* **JOB**:
Copy every one of the records below line by line, reproducing each line verbatim.

* **EXERCISE INPUTS**:

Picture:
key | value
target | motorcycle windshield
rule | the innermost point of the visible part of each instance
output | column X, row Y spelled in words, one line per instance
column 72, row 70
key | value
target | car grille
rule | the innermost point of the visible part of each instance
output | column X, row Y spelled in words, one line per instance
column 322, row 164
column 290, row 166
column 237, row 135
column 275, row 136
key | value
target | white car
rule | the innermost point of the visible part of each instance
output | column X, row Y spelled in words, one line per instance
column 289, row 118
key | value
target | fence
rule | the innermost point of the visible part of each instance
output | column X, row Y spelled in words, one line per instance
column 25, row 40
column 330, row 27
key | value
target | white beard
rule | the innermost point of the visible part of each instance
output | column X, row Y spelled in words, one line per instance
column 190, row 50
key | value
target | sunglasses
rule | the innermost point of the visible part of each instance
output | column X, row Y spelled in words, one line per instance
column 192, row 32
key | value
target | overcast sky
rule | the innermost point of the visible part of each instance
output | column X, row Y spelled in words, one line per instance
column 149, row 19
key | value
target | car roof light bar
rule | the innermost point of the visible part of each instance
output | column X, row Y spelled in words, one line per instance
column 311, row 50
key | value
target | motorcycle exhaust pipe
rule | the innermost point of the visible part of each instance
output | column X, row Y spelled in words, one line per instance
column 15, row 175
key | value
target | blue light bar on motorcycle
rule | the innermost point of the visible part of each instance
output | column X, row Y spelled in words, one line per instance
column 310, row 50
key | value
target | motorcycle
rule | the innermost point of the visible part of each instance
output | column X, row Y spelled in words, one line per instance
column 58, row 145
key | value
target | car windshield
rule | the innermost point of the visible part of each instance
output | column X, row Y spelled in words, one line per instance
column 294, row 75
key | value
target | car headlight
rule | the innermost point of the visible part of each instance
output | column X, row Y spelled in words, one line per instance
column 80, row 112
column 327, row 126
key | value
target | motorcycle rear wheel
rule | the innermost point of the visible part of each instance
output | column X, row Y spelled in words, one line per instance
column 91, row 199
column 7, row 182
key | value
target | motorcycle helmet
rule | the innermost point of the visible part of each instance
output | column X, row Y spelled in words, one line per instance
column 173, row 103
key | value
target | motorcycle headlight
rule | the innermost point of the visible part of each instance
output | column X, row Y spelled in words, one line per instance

* **FINAL RESULT**:
Picture:
key | value
target | motorcycle windshield
rule | the innermost point of the visible part of each instance
output | column X, row Y spelled in words, one line per instance
column 72, row 70
key | value
target | car grille
rule | the innermost point of the visible part of each instance
output | column X, row Y spelled in words, one line per instance
column 322, row 164
column 290, row 166
column 237, row 135
column 275, row 136
key | value
target | white car
rule | the innermost point of the visible part of each instance
output | column X, row Y spelled in words, one line per instance
column 289, row 118
key | value
target | fence
rule | the innermost point of the visible part of each instance
output | column X, row Y spelled in words, one line per instance
column 25, row 40
column 330, row 27
key | value
target | white beard
rule | the innermost point of the visible part of each instance
output | column X, row Y spelled in words, one line per instance
column 190, row 50
key | value
target | sunglasses
rule | the innermost point of the visible part of each instance
output | column X, row Y spelled in words, one line per instance
column 192, row 32
key | value
target | overcast sky
rule | the innermost point of the visible part of each instance
output | column X, row Y spelled in words, one line per instance
column 149, row 19
key | value
target | car roof light bar
rule | the innermost point of the visible part of each instance
output | column X, row Y spelled in words, one line per instance
column 311, row 50
key | value
target | motorcycle exhaust pipe
rule | the innermost point of the visible part of each instance
output | column X, row Y spelled in words, one line per instance
column 15, row 175
key | value
target | blue light bar on motorcycle
rule | the innermost point of the visible part of each instance
output | column X, row Y spelled in words, one line per instance
column 310, row 50
key | value
target | motorcycle
rule | the innermost point of the visible part of each instance
output | column X, row Y spelled in words, one line per instance
column 58, row 145
key | value
target | car windshield
rule | the innermost point of the visible part of each instance
output | column X, row Y spelled in words, one line per instance
column 294, row 75
key | value
target | car headlight
rule | the innermost point of the visible part of each instance
output | column X, row Y spelled in words, one line per instance
column 80, row 112
column 327, row 126
key | value
target | motorcycle rear wheel
rule | the innermost point of the visible part of each instance
output | column X, row Y spelled in words, one line per instance
column 91, row 199
column 7, row 182
key | value
target | motorcycle helmet
rule | the innermost point of the visible part of each instance
output | column X, row Y spelled in words, one line per instance
column 173, row 103
key | value
target | motorcycle headlight
rule | the innermost point of the visible part of each instance
output | column X, row Y spelled in words, one line per instance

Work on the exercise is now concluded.